- _Exercise description_:
Copy the part of the listing below that opens with the line containing "segment --target=white shorts" and closes with the line containing "128), (73, 127)]", including both of those lines. Leave out any pictures.
Begin Source records
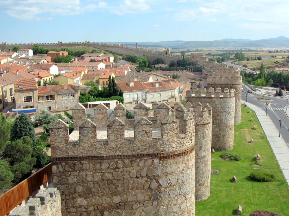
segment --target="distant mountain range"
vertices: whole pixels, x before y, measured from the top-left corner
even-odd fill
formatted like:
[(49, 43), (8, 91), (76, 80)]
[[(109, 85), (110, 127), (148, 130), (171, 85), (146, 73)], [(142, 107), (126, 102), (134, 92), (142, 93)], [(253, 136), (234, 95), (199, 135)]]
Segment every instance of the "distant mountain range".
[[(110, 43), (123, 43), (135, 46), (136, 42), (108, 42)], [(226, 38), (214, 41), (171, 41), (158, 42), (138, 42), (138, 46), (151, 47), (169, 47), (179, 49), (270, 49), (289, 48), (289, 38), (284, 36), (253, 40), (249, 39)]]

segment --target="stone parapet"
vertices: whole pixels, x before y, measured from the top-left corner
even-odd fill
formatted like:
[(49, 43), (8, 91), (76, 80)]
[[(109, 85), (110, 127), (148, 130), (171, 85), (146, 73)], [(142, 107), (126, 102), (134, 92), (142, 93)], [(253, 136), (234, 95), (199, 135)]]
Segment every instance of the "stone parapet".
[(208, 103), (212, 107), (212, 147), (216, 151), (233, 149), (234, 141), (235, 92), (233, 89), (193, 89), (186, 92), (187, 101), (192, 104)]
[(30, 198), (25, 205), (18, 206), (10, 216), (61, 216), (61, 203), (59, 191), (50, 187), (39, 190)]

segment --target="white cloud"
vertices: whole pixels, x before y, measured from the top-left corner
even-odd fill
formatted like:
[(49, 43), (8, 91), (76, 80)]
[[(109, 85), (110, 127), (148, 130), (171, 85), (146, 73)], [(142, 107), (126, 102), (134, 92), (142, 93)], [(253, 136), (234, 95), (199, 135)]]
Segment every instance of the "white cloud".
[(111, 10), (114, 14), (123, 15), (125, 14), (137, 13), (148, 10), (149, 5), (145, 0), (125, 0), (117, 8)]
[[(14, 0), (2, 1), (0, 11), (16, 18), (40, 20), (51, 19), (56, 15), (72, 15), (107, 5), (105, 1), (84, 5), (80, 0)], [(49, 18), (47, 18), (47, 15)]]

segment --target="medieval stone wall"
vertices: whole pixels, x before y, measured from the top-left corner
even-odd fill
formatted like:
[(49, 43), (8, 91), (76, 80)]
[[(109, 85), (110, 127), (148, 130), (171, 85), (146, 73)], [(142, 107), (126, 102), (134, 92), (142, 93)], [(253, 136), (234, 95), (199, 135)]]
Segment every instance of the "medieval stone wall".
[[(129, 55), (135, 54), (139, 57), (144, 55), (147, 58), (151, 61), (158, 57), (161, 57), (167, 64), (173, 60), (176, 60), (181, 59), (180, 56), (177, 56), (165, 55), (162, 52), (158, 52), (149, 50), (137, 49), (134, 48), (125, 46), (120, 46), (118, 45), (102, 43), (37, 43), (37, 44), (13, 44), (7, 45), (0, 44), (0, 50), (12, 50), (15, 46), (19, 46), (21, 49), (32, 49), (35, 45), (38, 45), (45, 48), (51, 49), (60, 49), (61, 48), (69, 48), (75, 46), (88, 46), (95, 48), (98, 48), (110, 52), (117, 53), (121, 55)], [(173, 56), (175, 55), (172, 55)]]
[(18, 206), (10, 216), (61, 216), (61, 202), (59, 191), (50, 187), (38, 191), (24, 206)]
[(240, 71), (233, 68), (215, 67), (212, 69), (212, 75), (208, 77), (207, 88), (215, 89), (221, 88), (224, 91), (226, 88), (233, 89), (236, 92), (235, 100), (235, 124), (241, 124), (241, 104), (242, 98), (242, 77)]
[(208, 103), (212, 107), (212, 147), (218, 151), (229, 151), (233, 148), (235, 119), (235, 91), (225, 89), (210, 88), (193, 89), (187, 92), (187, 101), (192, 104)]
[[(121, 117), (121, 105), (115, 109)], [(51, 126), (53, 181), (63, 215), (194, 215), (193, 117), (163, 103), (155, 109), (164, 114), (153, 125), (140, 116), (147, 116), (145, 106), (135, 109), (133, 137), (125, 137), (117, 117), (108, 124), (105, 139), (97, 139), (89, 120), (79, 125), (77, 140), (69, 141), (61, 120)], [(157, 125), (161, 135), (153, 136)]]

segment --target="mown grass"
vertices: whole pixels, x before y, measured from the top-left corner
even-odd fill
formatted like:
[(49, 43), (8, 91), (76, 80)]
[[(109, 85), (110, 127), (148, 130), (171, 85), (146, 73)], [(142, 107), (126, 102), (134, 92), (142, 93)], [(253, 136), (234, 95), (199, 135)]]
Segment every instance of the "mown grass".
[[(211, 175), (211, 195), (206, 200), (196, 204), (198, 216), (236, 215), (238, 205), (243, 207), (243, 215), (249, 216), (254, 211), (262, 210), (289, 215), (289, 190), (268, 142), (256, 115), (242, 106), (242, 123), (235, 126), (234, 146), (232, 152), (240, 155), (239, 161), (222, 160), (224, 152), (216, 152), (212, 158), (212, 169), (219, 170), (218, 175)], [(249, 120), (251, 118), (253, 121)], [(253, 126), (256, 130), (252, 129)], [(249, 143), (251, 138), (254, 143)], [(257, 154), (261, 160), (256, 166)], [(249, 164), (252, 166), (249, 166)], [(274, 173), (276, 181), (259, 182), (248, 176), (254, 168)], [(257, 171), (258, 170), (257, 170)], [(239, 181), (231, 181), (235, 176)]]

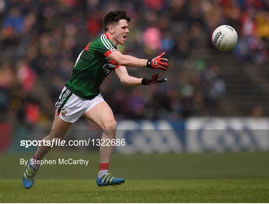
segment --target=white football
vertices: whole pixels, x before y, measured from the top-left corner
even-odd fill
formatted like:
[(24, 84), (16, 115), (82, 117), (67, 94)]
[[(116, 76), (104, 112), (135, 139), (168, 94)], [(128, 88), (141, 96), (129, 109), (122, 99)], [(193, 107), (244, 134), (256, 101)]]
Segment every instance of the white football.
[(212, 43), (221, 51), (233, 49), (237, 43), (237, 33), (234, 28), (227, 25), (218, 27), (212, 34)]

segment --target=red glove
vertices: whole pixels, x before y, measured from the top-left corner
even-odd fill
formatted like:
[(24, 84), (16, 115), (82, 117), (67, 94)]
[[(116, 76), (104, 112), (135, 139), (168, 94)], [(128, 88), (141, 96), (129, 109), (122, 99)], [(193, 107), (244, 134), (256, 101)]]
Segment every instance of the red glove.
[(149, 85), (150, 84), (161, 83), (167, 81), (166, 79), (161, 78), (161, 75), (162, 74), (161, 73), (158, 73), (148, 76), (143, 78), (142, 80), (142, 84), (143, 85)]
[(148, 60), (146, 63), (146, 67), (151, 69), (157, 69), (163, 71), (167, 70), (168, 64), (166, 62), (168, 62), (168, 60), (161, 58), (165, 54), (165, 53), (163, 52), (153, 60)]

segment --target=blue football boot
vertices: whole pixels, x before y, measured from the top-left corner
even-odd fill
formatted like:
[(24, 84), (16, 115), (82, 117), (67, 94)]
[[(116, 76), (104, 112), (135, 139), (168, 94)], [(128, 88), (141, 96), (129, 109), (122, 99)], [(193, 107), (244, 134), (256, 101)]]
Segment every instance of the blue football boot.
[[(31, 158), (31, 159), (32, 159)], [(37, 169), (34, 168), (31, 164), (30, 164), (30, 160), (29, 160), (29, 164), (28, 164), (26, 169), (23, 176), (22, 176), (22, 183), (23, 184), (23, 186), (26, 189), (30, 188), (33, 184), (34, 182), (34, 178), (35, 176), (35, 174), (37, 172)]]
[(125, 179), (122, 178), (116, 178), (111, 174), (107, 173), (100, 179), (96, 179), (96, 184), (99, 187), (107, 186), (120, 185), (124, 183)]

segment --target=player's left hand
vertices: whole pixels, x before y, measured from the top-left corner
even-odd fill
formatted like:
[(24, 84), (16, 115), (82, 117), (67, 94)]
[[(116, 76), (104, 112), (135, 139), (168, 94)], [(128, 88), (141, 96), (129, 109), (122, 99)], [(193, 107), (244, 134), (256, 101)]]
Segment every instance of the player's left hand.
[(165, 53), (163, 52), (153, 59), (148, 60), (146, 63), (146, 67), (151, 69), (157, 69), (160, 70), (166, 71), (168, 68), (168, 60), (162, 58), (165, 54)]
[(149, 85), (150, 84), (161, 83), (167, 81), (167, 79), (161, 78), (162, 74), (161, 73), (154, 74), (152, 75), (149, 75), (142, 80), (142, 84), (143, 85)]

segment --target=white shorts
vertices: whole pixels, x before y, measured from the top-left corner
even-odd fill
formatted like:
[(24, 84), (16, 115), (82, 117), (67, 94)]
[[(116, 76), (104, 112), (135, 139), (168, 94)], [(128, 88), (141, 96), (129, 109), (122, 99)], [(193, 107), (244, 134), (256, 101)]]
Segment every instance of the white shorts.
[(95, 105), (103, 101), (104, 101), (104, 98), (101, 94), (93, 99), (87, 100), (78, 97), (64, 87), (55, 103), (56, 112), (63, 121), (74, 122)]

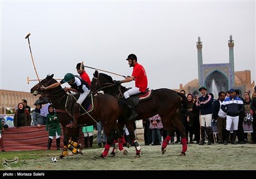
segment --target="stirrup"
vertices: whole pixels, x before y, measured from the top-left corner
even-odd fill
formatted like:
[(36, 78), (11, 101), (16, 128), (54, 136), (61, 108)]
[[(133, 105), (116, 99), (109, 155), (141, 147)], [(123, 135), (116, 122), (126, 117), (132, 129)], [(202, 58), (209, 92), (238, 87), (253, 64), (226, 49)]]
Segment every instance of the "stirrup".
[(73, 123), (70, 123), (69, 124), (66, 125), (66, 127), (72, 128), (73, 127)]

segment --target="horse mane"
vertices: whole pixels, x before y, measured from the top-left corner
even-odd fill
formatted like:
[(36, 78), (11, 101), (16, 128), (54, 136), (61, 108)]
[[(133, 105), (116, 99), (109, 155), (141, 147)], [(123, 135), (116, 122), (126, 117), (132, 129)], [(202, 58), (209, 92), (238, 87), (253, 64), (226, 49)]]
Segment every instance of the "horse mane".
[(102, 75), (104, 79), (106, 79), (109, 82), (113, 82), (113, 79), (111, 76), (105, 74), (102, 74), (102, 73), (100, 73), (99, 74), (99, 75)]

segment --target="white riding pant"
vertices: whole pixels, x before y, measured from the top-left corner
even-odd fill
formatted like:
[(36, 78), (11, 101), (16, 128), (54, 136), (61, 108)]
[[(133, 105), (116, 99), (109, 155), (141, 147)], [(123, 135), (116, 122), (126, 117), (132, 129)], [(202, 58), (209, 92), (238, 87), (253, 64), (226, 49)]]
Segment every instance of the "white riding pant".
End Source records
- _Task result_:
segment --target=white shorts
vertices: whole pixels, x before y, measured from the top-left corner
even-odd fill
formatted like:
[(24, 84), (16, 115), (82, 117), (67, 94)]
[[(116, 76), (104, 112), (135, 139), (168, 94)], [(128, 88), (141, 96), (129, 109), (122, 99)], [(193, 107), (244, 134), (256, 101)]]
Segment every instance of the white shorts.
[(95, 105), (103, 101), (104, 101), (104, 98), (101, 94), (93, 99), (87, 100), (78, 97), (64, 87), (55, 103), (56, 112), (63, 121), (74, 122)]

segment --target="stirrup"
vertices: whole pixels, x before y, measured from the top-left corner
even-odd fill
formatted like:
[(36, 78), (11, 101), (16, 128), (54, 136), (61, 108)]
[[(133, 105), (116, 99), (109, 155), (141, 147)], [(123, 135), (116, 122), (126, 117), (132, 129)], [(202, 58), (209, 92), (238, 87), (253, 64), (226, 49)]]
Segment every instance of the "stirrup".
[(73, 123), (70, 123), (69, 124), (66, 125), (66, 127), (72, 128), (73, 127)]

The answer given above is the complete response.